**EXERCISE:** Arrange the lines of the data below as a numbered list, beginning with the line that contains "Where can the black" and ending with the final line of the data. Include only those lines, and omit any blank lines.

::: RECORDS PROVIDED

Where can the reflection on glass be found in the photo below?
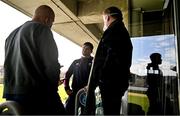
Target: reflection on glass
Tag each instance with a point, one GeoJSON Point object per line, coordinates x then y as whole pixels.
{"type": "Point", "coordinates": [137, 95]}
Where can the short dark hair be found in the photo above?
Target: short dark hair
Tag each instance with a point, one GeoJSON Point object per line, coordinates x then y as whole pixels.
{"type": "Point", "coordinates": [155, 56]}
{"type": "Point", "coordinates": [89, 44]}
{"type": "Point", "coordinates": [114, 12]}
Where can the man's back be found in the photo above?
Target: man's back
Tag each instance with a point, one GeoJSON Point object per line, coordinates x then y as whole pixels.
{"type": "Point", "coordinates": [23, 65]}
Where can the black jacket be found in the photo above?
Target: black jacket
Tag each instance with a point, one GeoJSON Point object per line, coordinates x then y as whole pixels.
{"type": "Point", "coordinates": [80, 70]}
{"type": "Point", "coordinates": [111, 68]}
{"type": "Point", "coordinates": [31, 61]}
{"type": "Point", "coordinates": [113, 57]}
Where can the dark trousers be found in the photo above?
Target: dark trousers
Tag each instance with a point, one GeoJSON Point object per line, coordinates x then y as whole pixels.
{"type": "Point", "coordinates": [70, 104]}
{"type": "Point", "coordinates": [111, 100]}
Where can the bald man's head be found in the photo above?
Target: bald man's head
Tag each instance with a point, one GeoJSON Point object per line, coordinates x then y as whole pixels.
{"type": "Point", "coordinates": [45, 15]}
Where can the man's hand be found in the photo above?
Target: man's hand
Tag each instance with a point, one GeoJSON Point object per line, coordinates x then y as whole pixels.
{"type": "Point", "coordinates": [60, 82]}
{"type": "Point", "coordinates": [69, 91]}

::::::

**SOLUTION FOR THIS EXERCISE:**
1. Where can the black jacket be found in the photo above?
2. Target: black jacket
3. Tag each instance with a point, one GeoJSON Point object per line, coordinates x then y as whole pixels.
4. {"type": "Point", "coordinates": [80, 70]}
5. {"type": "Point", "coordinates": [111, 68]}
6. {"type": "Point", "coordinates": [31, 61]}
7. {"type": "Point", "coordinates": [113, 57]}
8. Where can the dark trousers be found in the photo above?
9. Target: dark trousers
10. Tag each instance with a point, one GeoJSON Point object per line, coordinates x then y as whole pixels.
11. {"type": "Point", "coordinates": [70, 104]}
12. {"type": "Point", "coordinates": [111, 100]}
13. Where can the bald man's head be found in the photo above?
14. Target: bald man's head
15. Tag each instance with a point, one GeoJSON Point object per line, coordinates x then y as whole pixels.
16. {"type": "Point", "coordinates": [45, 15]}
17. Where can the man's hand be found in the photo above?
18. Target: man's hand
19. Tag each instance with a point, one GeoJSON Point object per line, coordinates x then y as whole pixels.
20. {"type": "Point", "coordinates": [60, 82]}
21. {"type": "Point", "coordinates": [69, 91]}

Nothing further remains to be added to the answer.